Stated goal: Pick up the passage below on sugary drinks and obesity in Seychelles, and continue it from its last sentence.
--- Document passage ---
Barathi Biswanathan who is the cardiovascular unit program manager said that obesity levels in the country had risen rapidly over the past 20 years. She also revealed that half of the children population was consuming high sugar drinks. This is according to their studies carried out across the country. Many children were reported to be consuming more than one packet of juice daily. A packet of juice contains five sugar teaspoons and more. She warned that such drinks were addictive yet they had no nutritional value to the body. The juice only added calories in the body which are unnecessary.

Increased taxation on sugary beverages is one of the strategies hoped to fight obesity in Seychelles. World Health Organization (WHO) also advocated for this strategy back in 2016. WHO urged countries to increase taxes on sugary drinks to reduce the alarming world obesity cases. The organization noted that increased prices on sugary products resulted in less consumption. World reports show that one in every three adults is overweight. WHO advocates for 20 percent price increase of sugary drinks. Biswanathan stated that the Health Ministry was still in consultations with Finance Ministry on the new tax expected in 2019.
--- Data records ---
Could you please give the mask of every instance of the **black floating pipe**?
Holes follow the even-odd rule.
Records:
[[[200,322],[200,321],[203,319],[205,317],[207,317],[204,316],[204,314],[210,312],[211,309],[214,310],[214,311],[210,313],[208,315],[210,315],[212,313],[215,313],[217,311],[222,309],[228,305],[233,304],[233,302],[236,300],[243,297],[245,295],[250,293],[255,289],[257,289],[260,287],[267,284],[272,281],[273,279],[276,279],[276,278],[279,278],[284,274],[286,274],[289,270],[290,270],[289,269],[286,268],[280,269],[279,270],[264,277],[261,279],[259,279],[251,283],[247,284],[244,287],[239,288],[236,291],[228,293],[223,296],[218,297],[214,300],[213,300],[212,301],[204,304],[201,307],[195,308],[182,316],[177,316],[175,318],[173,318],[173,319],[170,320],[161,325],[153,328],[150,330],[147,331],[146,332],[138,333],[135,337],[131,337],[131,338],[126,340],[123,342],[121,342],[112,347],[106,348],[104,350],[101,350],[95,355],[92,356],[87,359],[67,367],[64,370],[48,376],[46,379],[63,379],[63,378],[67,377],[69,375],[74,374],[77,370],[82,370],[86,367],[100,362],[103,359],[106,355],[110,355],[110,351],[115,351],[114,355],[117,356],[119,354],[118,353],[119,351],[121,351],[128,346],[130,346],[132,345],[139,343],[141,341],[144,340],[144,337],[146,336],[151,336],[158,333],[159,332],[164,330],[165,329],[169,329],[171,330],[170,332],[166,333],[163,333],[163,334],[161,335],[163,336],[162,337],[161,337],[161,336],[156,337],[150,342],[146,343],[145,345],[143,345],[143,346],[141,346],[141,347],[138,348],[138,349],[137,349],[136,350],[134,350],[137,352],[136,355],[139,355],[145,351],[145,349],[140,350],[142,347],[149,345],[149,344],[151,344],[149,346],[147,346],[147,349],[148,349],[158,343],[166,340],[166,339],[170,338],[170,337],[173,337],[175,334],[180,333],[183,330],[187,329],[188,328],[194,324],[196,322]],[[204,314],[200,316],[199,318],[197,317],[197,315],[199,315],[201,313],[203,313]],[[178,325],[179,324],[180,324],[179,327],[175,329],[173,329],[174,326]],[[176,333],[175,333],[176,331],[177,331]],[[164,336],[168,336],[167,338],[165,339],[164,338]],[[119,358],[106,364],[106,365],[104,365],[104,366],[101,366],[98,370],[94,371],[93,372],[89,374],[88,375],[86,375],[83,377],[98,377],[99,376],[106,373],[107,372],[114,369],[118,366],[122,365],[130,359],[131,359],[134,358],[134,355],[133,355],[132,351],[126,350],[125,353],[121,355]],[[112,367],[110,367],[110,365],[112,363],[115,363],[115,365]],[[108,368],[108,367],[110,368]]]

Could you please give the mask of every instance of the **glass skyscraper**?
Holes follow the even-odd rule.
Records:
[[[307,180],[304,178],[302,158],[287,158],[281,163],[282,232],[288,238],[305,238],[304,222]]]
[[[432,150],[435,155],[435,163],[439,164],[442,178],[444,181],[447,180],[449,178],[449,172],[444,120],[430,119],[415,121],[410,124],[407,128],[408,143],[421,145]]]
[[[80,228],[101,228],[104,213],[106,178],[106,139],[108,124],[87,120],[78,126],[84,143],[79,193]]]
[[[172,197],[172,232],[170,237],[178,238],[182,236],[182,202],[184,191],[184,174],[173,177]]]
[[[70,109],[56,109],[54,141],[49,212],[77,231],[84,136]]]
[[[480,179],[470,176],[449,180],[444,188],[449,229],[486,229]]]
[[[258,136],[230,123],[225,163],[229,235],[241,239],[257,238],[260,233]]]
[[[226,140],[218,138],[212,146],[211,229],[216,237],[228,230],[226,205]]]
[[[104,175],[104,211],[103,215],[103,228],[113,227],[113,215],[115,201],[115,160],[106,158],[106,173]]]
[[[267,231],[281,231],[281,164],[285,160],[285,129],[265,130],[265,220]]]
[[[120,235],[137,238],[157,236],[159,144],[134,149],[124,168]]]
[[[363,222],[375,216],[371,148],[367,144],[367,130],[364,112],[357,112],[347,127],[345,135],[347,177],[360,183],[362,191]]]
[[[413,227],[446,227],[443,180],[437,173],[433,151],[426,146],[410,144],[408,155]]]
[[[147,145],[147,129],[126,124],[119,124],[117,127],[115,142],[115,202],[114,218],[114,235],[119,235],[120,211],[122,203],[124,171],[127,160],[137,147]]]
---
Reply:
Mr. Biswanathan also revealed that the new taxes would be imposed on juice and lemonade with added sugar products. However, Seychelles will not be the first nation to adopt such efforts. Mexico introduced a tax on sugary beverages early in 2014 which led to prices rise of 10 percent. The country recorded positive results with the larger population shifting to fresh juice and water drinks. The private sector is also contributing to the fight for a healthier lifestyle. Keryl Bristol, a local businesswoman started Tropical Juices Seychelles which produces fresh juice. She started production in February last year after realizing there were only imported juices high in preservatives and sugar in the local market.

However, some people were quick to caution the government on their intent to impose taxes on sugary drinks. Rodney Henriette who is a bodybuilder in Seychelles said that his sports highly depended on the intake of calorie-laden drinks. He urged the government to ensure that the new taxes do not affect consumption of such products for people like him.